# Exercise goal
Resume the news article below on the EU's moral responsibility to challenge China on human rights, picking up after its final sentence.

EU has ‘moral responsibility’ to challenge China on human rights
The Parliament.com (The European Union)
By Martin Banks – 10th December 2012
A conference in Brussels has been told that the Nobel peace prize bestowed on the EU gives it a “moral responsibility” to promote human rights around the world.
EU leaders, including commission president José Manuel Barroso and European council president Herman Van Rompuy were in Oslo on Monday to receive the award.
Speaking at a conference on the trade in human organs, Willy Fautre, director of Human Rights Without Frontiers, a Brussels-based NGO, said, “Since winning the peace award, the EU has an increased moral responsibility to enhance its policy on promoting human rights around the world, in particular in China.”
Fautre said the EU could do this through various channels, including human rights dialogue, the EU’s China delegation and the various trade agreements with China.
He added, “This does not have to be a source of conflict or confrontation but China must be open to the EU’s concerns about its human rights record.”
China’s organ transplant industry has grown rapidly over the past decade but the source of organs used for transplants remains controversial.
Fautre said that on the issue of ‘organ harvesting’, the EU’s foreign affairs chief Catherine Ashton had a particular responsibility to “ensure her voice is heard in Beijing”.
The event, which was held on “international human rights day,” heard allegations that the Chinese regime had “systematically” participated in the “killing of prisoners for the purpose of selling their organs for high profit on the transplant market”.

# Record set
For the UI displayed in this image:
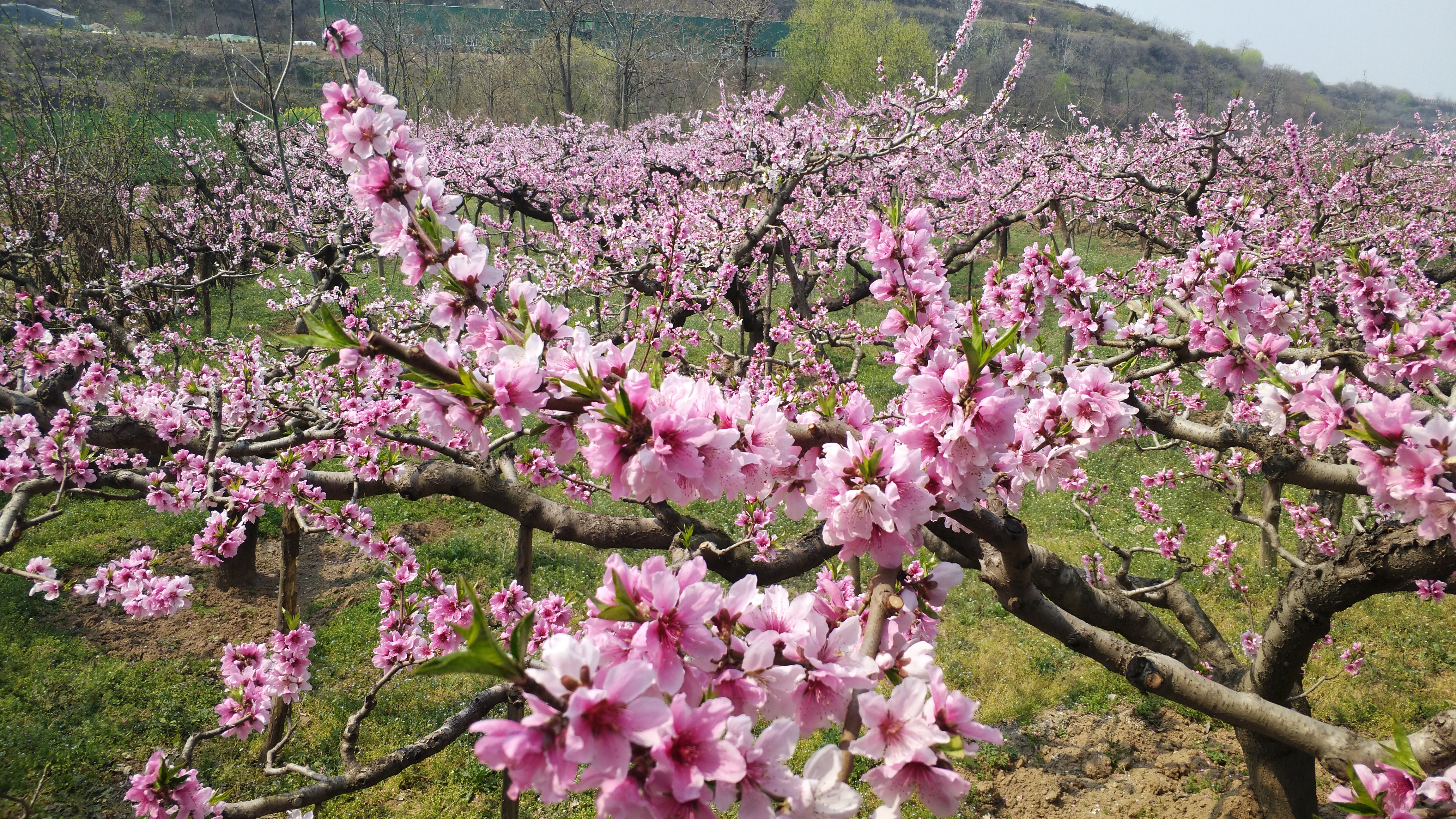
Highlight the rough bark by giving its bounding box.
* * *
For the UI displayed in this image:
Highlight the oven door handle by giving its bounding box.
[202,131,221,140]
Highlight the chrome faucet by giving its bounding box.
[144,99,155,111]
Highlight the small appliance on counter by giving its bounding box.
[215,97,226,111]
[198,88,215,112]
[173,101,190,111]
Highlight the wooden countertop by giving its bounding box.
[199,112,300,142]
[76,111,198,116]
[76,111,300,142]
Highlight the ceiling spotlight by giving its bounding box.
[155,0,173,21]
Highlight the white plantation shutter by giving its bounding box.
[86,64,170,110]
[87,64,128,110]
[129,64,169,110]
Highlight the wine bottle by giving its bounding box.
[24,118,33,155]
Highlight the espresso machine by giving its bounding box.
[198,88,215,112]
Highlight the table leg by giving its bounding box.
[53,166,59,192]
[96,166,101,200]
---
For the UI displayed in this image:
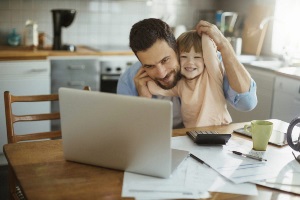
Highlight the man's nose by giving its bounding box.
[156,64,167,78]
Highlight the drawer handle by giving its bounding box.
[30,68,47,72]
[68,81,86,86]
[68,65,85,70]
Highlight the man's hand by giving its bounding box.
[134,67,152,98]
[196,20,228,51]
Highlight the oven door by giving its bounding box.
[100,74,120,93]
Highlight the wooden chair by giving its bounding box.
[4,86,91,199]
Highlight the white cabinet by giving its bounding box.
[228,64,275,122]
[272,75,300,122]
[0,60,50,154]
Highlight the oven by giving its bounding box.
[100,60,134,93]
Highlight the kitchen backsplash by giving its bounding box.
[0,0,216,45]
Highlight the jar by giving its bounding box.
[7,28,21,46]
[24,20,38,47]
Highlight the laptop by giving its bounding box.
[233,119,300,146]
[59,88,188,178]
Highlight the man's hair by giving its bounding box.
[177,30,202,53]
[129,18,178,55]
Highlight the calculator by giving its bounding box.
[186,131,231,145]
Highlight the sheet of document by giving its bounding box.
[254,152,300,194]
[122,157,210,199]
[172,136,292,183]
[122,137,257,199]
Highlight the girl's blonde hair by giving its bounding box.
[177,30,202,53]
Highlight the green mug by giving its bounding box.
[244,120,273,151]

# Response
It was said that Chinese authorities are implicated in the practice, including “top level” Communist party officials.
He added, “There are many unwanted groups that these organs may be taken from, the Falun Gong being one of the main groups.
“The illegal trade in human organs is indeed a highly lucrative business,” said Huige Li, a German-based academic with Doctors Against Forced Organ Harvesting.
He said, “Pressure from outside is important and that includes the EU. It needs to point out to the Chinese regime where it is going wrong on issues like human rights.”
According to former Canadian secretary of state David Kilgour and human rights lawyer David Matas – as well as evidence and statements from different medical doctors – “tens of thousands of Falun Gong practitioners were killed systematically by the Chinese regime for their organs”.
Matas, from Canada, told a parliament hearing on 6 December that the “overwhelming” proportion of organs for transplants in China come from prisoners.
He said, “The Chinese government acknowledges this and accepts that the sourcing of organs from prisoners is ethically wrong.”